» Passage to read:

Wendy Schneider, one of Marvin’s four daughters and the editor of this newspaper, says the family has spent decades trying to put together the puzzle.

A year after his death on Dec. 10, 2013, they are still sorting through the fragments of his complex personality. Wendy loved and admired him deeply, yet also experienced his anger.

One of the best theories, she says, is that he was a hybrid, sharing opposing characteristics drawn from members of his parents’ families, the Levys and the Goldblatts. 

Marvin’s mother, Dolly, believed his personality came from her father, Morris Levy, a man with a bold personality and a big family—11 children in all. 

Among Morris’s business ventures was a restaurant. One night, while his wife was in the kitchen cooking and he was working the dining room, he asked a customer how he had enjoyed his meal. Not much, he answered.

Outraged, Morris kicked the customer out of his restaurant and told him, “Don’t you ever come back!” 

Dolly traced a straight line between that kind of behaviour and what she saw in her own beloved son, Marvin, whose arrival as the first-born in a prominent Hamilton family had been celebrated like the birth of a prince and who grew up with an imperious manner to match.

As he grew into a young man, she sent him to see a psychologist—unusual for the time—because she was concerned he had too few friends and too much of a temper. The psychologist said he was excitable, high strung. His mother wondered why he couldn’t just be calm, why he always seemed to be testing boundaries.

At the same time, he was responsible and helpful to everyone, especially to his mother, helping to make up for his father Frank’s frequent absences due to his work at the family company, International Iron and Metal Ltd.—later Intermetco. 

 “He had the Goldblatt generosity—incredible generosity that he had inherited from his father and his grandfather,” Wendy says. “He’d been raised with it, as had his brother Abby and his sister Sorie.

Dataset items:
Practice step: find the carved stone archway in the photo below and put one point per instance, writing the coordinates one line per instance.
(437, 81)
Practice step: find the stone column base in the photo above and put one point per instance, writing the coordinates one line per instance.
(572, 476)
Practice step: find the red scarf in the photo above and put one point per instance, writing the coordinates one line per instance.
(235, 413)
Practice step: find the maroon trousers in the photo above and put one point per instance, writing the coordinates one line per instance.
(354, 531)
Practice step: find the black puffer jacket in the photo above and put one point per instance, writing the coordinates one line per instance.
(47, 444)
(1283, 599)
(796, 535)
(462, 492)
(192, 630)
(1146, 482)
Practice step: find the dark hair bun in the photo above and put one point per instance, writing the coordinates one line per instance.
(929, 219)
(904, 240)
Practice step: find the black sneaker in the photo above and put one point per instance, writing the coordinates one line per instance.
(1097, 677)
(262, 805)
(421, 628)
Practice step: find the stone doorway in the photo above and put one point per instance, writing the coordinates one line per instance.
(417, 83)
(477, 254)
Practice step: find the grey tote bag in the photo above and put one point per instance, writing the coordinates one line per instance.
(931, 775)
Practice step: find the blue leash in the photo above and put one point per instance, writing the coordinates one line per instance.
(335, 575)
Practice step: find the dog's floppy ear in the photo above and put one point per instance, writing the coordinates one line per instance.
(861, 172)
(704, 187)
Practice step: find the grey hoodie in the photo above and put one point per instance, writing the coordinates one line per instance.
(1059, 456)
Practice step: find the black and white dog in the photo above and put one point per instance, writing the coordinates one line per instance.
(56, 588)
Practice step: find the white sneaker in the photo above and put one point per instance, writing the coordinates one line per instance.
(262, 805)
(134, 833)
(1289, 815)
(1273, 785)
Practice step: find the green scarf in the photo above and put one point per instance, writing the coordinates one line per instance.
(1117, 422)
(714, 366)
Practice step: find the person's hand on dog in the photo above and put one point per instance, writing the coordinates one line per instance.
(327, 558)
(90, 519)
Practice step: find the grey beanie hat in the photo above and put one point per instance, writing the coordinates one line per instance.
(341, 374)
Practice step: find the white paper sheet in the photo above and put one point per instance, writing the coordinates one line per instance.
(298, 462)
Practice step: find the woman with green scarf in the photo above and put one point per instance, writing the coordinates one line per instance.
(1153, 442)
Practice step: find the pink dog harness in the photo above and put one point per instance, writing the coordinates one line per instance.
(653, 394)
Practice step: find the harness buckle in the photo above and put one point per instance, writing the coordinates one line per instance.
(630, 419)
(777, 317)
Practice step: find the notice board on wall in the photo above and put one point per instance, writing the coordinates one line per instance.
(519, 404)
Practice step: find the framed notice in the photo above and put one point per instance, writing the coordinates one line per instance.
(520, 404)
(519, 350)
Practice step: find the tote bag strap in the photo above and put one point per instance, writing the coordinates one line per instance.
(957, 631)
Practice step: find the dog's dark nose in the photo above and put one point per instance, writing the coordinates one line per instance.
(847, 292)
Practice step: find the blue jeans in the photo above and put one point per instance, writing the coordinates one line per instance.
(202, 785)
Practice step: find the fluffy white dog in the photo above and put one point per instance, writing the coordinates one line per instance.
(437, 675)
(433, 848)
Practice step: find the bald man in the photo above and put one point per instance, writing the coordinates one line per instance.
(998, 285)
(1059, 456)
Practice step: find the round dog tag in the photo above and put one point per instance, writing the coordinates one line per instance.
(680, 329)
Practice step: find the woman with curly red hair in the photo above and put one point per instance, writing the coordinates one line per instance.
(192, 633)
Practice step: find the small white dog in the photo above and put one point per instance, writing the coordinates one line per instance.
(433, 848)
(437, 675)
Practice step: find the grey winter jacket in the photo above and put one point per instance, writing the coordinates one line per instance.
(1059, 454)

» Exercise description: Extend the profile of Marvin and his family above, starting right after its last sentence.

» Written answer:
For those contemporaries, colleagues and family members who endured Marvin’s F-bombs and confrontations, the reward was deep loyalty.

Those who knew him from the YMCA, where he was a noon-hour fixture in the Y’s Club, were used to his salty locker-room replies to queries about his well-being: “What are you? A f---ing police detective?”

They did not see that after his public show, he would return to his office at Intermetco, which his grandfather Jacob and father Frank had built into a powerhouse, and eat a simple lunch alone at his desk as he tackled the day’s business, which he pursued with determination and talent.

Nor did they necessarily see him take his seat in the synagogue and listen respectfully to the rabbi. 

Marvin’s in-born toughness would help him build the family enterprise, even in the tough scrap-metal business, where cheaters, liars and thieves often thrived, but where he maintained a reputation for fair dealing, if not for genteel negotiation. Under his leadership, the company grew in scope and size, reaching 700 employees and branching into food distribution, refrigeration and real estate. 

“He was real. There was nothing phony about him,” remembers son-in-law Lorry Schneider. “He was like a big fish in a medium-sized pond.”

After 100 years in business, Intermetco was purchased by Philip Services Inc. in 1997.

Marvin Goldblatt found love on a Florida vacation. He was lounging beside the hotel pool, recovering from appendicitis, when he spotted an especially attractive woman.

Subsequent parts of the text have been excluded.